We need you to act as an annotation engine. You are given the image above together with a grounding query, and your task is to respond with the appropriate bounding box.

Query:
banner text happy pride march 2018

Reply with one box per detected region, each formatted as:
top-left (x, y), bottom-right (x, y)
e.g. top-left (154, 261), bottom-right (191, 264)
----
§ WHAT IS EXPECTED:
Reproduce these lines word for word.

§ WORKED SOLUTION:
We need you to act as an annotation engine. You are given the image above together with a grounding query, and your task is to respond with the appropriate bounding box.

Query:
banner text happy pride march 2018

Reply with one box per detected region, each formatted as:
top-left (x, y), bottom-right (x, y)
e.g. top-left (154, 261), bottom-right (191, 264)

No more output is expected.